## WRITTEN EXERCISE
Reproduce every entry below precisely; do not include the pictures.

____ MATERIALS PROVIDED

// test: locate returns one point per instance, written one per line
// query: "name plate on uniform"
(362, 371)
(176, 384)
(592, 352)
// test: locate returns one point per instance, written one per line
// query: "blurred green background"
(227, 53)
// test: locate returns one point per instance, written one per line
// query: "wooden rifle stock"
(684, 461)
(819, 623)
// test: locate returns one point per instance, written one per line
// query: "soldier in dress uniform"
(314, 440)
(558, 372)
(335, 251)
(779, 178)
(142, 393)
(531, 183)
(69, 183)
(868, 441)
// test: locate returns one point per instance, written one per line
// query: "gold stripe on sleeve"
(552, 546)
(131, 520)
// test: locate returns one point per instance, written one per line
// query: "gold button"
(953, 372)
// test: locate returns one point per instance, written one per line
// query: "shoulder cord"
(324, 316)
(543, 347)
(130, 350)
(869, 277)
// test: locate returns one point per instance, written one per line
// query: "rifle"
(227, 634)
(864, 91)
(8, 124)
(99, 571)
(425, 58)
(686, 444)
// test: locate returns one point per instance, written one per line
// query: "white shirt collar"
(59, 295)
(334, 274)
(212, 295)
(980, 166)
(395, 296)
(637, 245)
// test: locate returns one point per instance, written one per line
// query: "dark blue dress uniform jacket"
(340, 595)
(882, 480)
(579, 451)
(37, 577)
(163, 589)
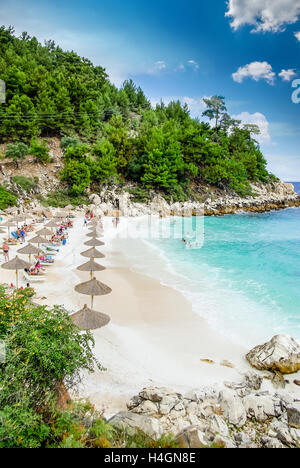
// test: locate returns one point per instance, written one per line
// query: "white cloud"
(193, 64)
(160, 65)
(256, 71)
(264, 15)
(257, 119)
(287, 75)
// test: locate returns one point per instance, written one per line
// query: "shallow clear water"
(297, 186)
(245, 280)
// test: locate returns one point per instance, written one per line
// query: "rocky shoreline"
(275, 196)
(257, 412)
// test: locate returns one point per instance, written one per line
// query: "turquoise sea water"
(245, 280)
(297, 186)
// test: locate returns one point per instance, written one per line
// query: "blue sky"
(245, 50)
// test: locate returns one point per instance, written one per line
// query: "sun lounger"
(48, 251)
(34, 278)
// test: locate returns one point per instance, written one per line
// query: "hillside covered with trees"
(109, 134)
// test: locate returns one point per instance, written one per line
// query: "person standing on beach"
(5, 249)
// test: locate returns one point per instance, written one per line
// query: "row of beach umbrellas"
(17, 263)
(87, 318)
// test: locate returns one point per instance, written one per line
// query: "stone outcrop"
(235, 415)
(275, 196)
(281, 353)
(227, 417)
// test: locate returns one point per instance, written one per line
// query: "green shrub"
(40, 150)
(26, 183)
(69, 141)
(17, 152)
(7, 198)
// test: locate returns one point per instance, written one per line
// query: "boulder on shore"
(281, 353)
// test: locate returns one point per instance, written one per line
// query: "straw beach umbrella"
(9, 224)
(52, 224)
(91, 266)
(18, 219)
(61, 215)
(44, 232)
(16, 264)
(29, 250)
(88, 319)
(93, 288)
(95, 233)
(92, 253)
(94, 243)
(38, 240)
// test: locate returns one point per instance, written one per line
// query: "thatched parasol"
(88, 319)
(38, 240)
(93, 288)
(91, 266)
(94, 243)
(16, 264)
(44, 232)
(52, 223)
(94, 233)
(18, 219)
(9, 224)
(29, 250)
(61, 215)
(92, 253)
(92, 224)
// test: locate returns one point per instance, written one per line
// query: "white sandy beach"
(154, 336)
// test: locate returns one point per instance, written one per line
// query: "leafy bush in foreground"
(7, 198)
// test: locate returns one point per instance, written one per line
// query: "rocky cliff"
(106, 199)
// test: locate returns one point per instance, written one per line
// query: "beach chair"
(34, 278)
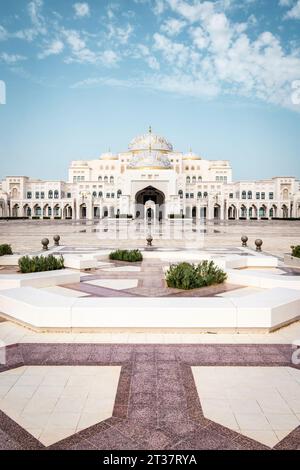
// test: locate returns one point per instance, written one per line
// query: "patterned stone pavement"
(157, 405)
(150, 282)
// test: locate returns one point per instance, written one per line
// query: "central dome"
(150, 141)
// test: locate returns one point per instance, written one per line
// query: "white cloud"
(3, 33)
(81, 9)
(74, 39)
(174, 53)
(37, 19)
(54, 48)
(11, 59)
(294, 13)
(285, 3)
(119, 34)
(172, 26)
(158, 7)
(200, 37)
(143, 51)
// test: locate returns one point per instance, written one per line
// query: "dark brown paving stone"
(290, 442)
(16, 436)
(157, 404)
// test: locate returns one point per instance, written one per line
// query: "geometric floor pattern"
(262, 403)
(157, 405)
(54, 402)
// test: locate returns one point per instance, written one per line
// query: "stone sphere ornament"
(244, 239)
(45, 243)
(149, 240)
(258, 244)
(56, 239)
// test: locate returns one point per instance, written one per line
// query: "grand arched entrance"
(149, 203)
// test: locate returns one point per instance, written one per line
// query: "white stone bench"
(9, 260)
(37, 308)
(268, 309)
(43, 279)
(262, 280)
(264, 310)
(80, 262)
(136, 312)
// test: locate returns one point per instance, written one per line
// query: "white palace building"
(150, 179)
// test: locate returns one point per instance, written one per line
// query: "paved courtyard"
(158, 403)
(149, 389)
(278, 236)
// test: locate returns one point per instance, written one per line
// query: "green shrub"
(5, 249)
(41, 263)
(190, 276)
(126, 255)
(296, 251)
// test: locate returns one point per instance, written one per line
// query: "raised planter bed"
(290, 260)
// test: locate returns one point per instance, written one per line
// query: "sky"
(219, 77)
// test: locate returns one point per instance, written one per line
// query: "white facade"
(150, 179)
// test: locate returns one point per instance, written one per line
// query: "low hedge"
(190, 276)
(5, 249)
(296, 251)
(41, 263)
(126, 255)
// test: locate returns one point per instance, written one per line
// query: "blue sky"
(221, 77)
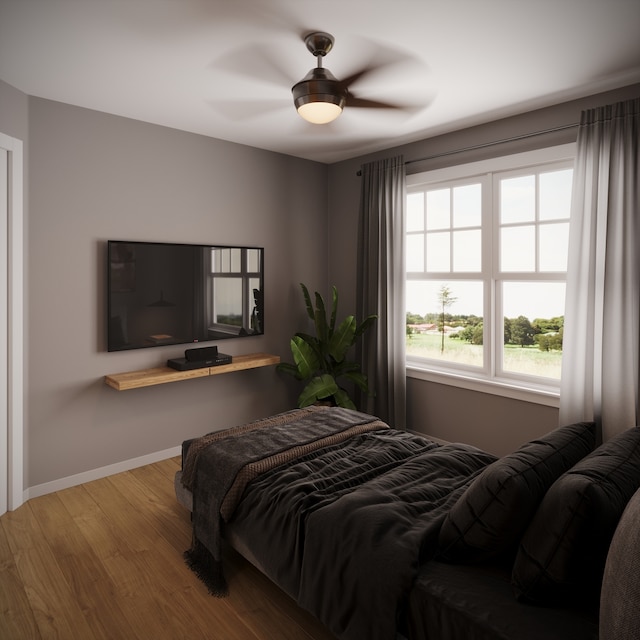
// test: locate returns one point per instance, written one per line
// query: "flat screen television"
(166, 293)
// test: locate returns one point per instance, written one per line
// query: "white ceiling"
(225, 68)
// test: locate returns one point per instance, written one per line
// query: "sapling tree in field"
(445, 300)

________

## RESPONSE
// test: locate returns one point per instance, written one per line
// query: "name plate on uniform"
(362, 371)
(176, 384)
(592, 352)
// test: locate returns one point per instance, written one per line
// query: "blurred green background"
(227, 53)
// test: locate returns one point per instance, written one per line
// query: "wooden rifle stock"
(684, 461)
(819, 623)
// test: locate returns one point per instance, written one per line
// query: "soldier in dress uniform"
(314, 440)
(558, 372)
(335, 251)
(779, 178)
(142, 393)
(531, 183)
(69, 183)
(868, 441)
// test: locate returns one point per instance, written one per line
// query: "gold stripe on sleeve"
(552, 546)
(131, 520)
// test: locate returns one point per instance, written one per line
// query: "gold button"
(953, 372)
// test: locate returns one point per instance, written one per line
// query: "shoulder cord"
(324, 316)
(543, 347)
(130, 350)
(869, 277)
// test: locate returns one point per instance, written one per line
// query: "rifle"
(227, 634)
(864, 91)
(8, 124)
(99, 571)
(425, 58)
(686, 444)
// test: locate returns one point per instance, written one per line
// query: "white shirt collar"
(59, 295)
(334, 274)
(212, 295)
(980, 166)
(395, 296)
(637, 245)
// test: locate returns one point per instance, written one per line
// query: "dark blue dress uniform jacket"
(340, 595)
(882, 480)
(579, 451)
(37, 577)
(163, 589)
// test: locate returns one point per instance, written one per line
// query: "white cloud"
(193, 64)
(160, 65)
(256, 71)
(264, 15)
(257, 119)
(287, 75)
// test: locate returns one point per instance, written one per line
// query: "shallow clear water"
(297, 186)
(245, 280)
// test: locate returns one point per instance, written one per line
// query: "rocky shoreline"
(275, 196)
(257, 412)
// test: locate returns one point per instance, written one per line
// query: "turquoise sea water"
(245, 280)
(297, 186)
// test: locate returns one point per instance, written one per line
// query: "blue sky"
(245, 50)
// test: locate returns one point per instance, written one per line
// query: "sun lounger"
(48, 251)
(34, 278)
// test: locate returns one point per instance, written one per line
// query: "hillside covered with trees"
(109, 134)
// test: locate returns one point per instance, written one per line
// query: "person standing on beach"
(5, 249)
// test: locate returns one point per instance, written one per line
// query: "row of beach umbrellas"
(17, 263)
(87, 318)
// test: locate returns one point per instance, written one per line
// query: "stone outcrop"
(235, 415)
(275, 196)
(281, 353)
(227, 417)
// test: locate returns one point per instance, written one per line
// query: "green shrub"
(40, 150)
(26, 183)
(69, 141)
(17, 152)
(7, 198)
// test: locate returns one point per instance, written one per line
// query: "boulder on shore"
(281, 353)
// test: locate returns one point per instance, written one per line
// query: "straw beach umbrella"
(9, 224)
(52, 224)
(91, 266)
(18, 219)
(61, 215)
(44, 232)
(16, 264)
(29, 250)
(88, 319)
(93, 288)
(95, 233)
(92, 253)
(94, 243)
(38, 240)
// test: locate returns one point per instance, written one per line
// query: "thatched parasol"
(88, 319)
(38, 240)
(93, 288)
(91, 266)
(94, 243)
(16, 264)
(44, 232)
(52, 223)
(94, 233)
(18, 219)
(9, 224)
(29, 250)
(61, 215)
(92, 253)
(92, 224)
// test: locate returns one point per instance, written one per line
// query: "white sandy beach"
(154, 336)
// test: locate returns one point per instance, written one per line
// query: "leafy bush in foreground"
(7, 198)
// test: locate returns one point per instance, written one per line
// query: "rocky cliff"
(106, 199)
// test: locate returns one point per instance, written one per line
// query: "beach chair"
(34, 278)
// test: locate returns one point per instance, written one per line
// query: "patterned stone pavement"
(157, 405)
(150, 282)
// test: locate returns one point per instance, written one per line
// query: "central dome"
(150, 141)
// test: locate returns one point per instance, written one per line
// query: "white cloud"
(3, 33)
(81, 9)
(74, 39)
(174, 53)
(37, 19)
(54, 48)
(11, 59)
(294, 13)
(285, 3)
(119, 34)
(172, 26)
(158, 7)
(200, 37)
(143, 51)
// test: locate returns one point per instance, written one per line
// query: "dark brown paving stone"
(290, 442)
(16, 436)
(157, 404)
// test: locate returns one point per instance, written one per line
// query: "geometric floor pattern"
(262, 403)
(157, 405)
(54, 402)
// test: locate returns one point per instance, written one per line
// query: "stone sphere ornament"
(244, 239)
(45, 243)
(149, 240)
(258, 244)
(56, 239)
// test: locate returns one point per instance, written one per line
// query: "grand arched entrance"
(149, 203)
// test: locate returns one point per instance, written one per line
// query: "white stone bench"
(9, 260)
(37, 308)
(268, 309)
(43, 279)
(262, 280)
(264, 310)
(80, 262)
(136, 312)
// test: locate returns one point per instance, written one per line
// query: "white palace building"
(150, 179)
// test: locate returns one point per instance, written one per line
// query: "paved courtyard"
(158, 403)
(149, 389)
(278, 236)
// test: locate returns one point per instance, written one per line
// query: "green shrub"
(5, 249)
(41, 263)
(190, 276)
(126, 255)
(296, 251)
// test: locate returns one point per instance, written one per line
// query: "raised planter bed"
(290, 260)
// test: locate returns one point per instance, written one per line
// query: "sky"
(219, 77)
// test: locate returns one point per instance, written one per line
// query: "white facade"
(150, 179)
// test: locate returns one point per instance, written one per line
// query: "low hedge"
(190, 276)
(5, 249)
(296, 251)
(41, 263)
(126, 255)
// test: locate returns one point per instance, written one per line
// query: "blue sky"
(221, 77)
// test: locate returns one point per instance, written one per line
// query: "flat screen television"
(166, 293)
// test: locate returns one point per instance, written one per line
// query: "white ceiling"
(225, 68)
// test: locate returns one point per instance, written one per line
// query: "sapling tree in field"
(445, 300)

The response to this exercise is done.